Location identification entries

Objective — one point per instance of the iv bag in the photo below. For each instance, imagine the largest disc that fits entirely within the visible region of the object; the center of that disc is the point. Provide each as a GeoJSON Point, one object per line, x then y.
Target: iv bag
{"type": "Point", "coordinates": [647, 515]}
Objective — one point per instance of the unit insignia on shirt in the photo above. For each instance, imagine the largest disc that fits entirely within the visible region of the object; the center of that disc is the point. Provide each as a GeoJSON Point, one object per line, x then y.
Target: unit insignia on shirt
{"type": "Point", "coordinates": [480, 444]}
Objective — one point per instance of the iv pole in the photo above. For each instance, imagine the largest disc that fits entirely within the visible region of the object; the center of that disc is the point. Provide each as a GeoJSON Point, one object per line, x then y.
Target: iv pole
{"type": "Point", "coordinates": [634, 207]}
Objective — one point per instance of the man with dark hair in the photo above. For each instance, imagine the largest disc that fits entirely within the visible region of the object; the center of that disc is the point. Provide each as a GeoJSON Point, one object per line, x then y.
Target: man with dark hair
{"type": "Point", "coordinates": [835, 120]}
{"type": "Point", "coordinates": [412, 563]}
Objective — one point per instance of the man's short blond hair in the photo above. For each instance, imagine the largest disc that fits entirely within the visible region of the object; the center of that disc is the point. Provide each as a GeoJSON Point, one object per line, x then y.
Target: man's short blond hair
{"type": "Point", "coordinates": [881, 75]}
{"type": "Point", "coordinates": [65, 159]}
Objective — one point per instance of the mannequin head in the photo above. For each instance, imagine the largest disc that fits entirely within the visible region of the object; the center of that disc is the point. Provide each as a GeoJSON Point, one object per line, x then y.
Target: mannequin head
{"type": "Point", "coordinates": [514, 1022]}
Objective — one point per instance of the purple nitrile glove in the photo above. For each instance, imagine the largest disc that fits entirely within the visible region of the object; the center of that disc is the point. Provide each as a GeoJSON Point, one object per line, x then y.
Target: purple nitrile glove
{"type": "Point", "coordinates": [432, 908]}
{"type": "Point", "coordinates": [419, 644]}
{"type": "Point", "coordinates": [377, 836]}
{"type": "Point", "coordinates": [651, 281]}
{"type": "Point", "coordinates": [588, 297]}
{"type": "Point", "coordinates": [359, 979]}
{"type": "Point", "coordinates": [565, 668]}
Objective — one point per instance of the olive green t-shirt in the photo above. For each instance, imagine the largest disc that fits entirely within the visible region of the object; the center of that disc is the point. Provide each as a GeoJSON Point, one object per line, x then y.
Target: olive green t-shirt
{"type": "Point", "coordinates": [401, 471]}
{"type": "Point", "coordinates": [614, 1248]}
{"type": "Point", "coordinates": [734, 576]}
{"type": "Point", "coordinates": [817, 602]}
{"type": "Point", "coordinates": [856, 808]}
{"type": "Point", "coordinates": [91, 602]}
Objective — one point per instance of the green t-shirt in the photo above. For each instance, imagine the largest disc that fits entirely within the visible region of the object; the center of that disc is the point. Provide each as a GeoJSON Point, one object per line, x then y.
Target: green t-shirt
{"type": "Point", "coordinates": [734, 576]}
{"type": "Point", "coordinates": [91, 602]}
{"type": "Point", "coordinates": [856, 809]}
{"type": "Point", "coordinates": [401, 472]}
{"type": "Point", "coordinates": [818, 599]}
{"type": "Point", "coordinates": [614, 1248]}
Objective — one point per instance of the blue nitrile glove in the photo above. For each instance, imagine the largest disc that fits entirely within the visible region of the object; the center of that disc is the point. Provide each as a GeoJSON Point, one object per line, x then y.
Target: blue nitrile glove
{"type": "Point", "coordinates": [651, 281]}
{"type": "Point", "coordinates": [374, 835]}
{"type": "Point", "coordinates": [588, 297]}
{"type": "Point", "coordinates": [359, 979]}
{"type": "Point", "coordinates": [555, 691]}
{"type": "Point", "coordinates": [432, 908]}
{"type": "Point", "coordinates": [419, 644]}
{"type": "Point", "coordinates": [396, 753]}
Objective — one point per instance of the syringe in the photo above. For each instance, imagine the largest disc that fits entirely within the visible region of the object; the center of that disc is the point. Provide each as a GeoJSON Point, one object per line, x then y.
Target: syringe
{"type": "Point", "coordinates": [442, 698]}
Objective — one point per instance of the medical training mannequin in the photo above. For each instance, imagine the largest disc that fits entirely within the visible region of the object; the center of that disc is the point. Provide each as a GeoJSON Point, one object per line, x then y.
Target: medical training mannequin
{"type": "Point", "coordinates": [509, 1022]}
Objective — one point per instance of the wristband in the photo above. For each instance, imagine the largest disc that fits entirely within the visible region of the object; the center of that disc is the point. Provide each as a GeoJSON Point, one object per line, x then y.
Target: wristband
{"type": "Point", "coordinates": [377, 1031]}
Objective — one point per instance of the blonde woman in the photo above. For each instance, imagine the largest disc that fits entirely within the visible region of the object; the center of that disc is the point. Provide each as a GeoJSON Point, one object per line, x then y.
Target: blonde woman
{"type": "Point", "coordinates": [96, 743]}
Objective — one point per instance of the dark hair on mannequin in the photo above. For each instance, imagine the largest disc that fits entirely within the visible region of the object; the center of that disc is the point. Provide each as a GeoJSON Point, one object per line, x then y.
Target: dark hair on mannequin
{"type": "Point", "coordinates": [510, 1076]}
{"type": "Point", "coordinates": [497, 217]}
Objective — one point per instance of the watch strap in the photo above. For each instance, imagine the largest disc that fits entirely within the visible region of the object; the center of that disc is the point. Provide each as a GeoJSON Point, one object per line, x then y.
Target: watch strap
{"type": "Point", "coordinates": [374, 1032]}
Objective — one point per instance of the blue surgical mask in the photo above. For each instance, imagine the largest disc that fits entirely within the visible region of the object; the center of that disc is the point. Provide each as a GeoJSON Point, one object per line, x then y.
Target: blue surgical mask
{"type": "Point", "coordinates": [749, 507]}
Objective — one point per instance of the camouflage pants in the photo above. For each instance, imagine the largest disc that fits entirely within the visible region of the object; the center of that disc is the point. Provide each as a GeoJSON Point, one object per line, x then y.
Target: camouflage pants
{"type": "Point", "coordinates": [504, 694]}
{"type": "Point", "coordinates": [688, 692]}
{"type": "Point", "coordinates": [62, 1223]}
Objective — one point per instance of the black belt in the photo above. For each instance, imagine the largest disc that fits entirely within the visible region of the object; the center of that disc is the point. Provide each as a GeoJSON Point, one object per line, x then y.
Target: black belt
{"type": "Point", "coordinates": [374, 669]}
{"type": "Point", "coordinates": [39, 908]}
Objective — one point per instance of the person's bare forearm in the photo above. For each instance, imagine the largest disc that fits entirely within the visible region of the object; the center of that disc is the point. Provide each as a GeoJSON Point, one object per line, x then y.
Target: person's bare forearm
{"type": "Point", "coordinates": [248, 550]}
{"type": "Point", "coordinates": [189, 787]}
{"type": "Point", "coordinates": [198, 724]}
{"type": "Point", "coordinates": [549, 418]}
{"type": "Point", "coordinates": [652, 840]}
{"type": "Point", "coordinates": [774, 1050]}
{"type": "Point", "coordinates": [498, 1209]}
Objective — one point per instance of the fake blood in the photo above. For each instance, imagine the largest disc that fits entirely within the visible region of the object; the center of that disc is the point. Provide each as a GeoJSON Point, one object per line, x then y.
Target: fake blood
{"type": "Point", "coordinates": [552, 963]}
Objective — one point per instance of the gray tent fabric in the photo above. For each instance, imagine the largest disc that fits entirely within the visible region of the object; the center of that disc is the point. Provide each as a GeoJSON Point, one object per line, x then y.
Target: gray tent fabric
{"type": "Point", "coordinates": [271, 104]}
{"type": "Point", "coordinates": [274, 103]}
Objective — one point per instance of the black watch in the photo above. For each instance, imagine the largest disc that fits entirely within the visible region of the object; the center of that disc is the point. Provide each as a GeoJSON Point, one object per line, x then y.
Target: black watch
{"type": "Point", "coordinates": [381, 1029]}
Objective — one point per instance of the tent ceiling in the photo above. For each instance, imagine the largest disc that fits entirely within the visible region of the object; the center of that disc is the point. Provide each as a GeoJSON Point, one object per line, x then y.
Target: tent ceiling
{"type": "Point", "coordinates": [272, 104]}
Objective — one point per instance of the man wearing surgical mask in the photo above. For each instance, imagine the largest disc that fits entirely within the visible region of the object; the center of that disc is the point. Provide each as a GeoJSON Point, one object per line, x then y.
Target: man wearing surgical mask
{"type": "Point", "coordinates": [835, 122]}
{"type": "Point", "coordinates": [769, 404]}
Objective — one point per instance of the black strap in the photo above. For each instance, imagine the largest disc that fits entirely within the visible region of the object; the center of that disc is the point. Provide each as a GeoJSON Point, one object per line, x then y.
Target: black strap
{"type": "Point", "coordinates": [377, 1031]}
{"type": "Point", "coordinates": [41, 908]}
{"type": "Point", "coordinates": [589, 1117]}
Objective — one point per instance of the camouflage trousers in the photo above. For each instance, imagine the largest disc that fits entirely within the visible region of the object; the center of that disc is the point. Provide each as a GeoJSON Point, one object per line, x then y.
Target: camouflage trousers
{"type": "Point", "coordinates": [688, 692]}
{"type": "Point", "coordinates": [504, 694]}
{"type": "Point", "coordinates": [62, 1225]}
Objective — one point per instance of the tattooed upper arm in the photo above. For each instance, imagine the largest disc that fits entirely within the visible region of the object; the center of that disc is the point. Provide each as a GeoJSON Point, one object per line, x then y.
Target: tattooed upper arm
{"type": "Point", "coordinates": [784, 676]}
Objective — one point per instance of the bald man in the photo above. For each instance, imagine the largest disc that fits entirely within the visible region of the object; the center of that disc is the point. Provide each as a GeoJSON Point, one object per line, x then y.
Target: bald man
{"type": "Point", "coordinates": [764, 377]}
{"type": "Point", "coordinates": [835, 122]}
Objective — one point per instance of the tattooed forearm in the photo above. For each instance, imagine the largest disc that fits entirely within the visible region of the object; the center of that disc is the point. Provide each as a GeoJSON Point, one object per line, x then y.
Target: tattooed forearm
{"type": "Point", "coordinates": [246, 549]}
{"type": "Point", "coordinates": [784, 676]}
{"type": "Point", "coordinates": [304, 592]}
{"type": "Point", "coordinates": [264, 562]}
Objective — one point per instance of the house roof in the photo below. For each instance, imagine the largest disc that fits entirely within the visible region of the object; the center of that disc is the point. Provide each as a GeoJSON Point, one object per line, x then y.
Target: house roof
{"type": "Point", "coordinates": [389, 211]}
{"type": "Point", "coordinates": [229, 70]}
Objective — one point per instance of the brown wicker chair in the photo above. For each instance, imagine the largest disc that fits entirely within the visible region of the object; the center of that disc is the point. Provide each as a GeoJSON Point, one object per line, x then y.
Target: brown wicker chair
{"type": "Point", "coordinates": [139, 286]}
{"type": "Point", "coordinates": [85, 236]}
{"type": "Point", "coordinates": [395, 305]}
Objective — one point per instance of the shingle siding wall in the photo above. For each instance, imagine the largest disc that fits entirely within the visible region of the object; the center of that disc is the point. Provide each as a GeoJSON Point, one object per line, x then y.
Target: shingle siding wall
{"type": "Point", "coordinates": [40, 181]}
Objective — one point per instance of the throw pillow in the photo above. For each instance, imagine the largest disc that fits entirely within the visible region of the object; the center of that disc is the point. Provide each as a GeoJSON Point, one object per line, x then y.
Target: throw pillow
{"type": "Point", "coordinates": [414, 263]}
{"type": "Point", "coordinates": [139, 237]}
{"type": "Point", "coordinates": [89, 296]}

### What is expected
Copy only this span: the line that contains "Objective — one point per instance of the brown", the last line, and every line between them.

### The completed task
Objective — one point per instance of the brown wicker chair in the photo above. For each instance, imagine the largest disc that fits entirely within the visible region of the object; the center of that disc is the point. Provide each as a GeoJSON Point, one object per line, x then y.
Target: brown wicker chair
{"type": "Point", "coordinates": [139, 286]}
{"type": "Point", "coordinates": [85, 236]}
{"type": "Point", "coordinates": [395, 305]}
Objective — one point per instance of the shingle siding wall in the photo above. For each instance, imagine the largest disc that fits entirely within the visible region of the object; the center of that disc is the point. Provide each as a GeoJSON Point, one object per line, x then y.
Target: shingle siding wall
{"type": "Point", "coordinates": [40, 181]}
Objective — one point per instance of the throw pillow in the photo above. For each instance, imagine the largest disc that fits entirely within the visible region of the object; the center of that disc is the point. Provide each as a GeoJSON Point, one object per line, x then y.
Target: throw pillow
{"type": "Point", "coordinates": [414, 263]}
{"type": "Point", "coordinates": [139, 237]}
{"type": "Point", "coordinates": [89, 296]}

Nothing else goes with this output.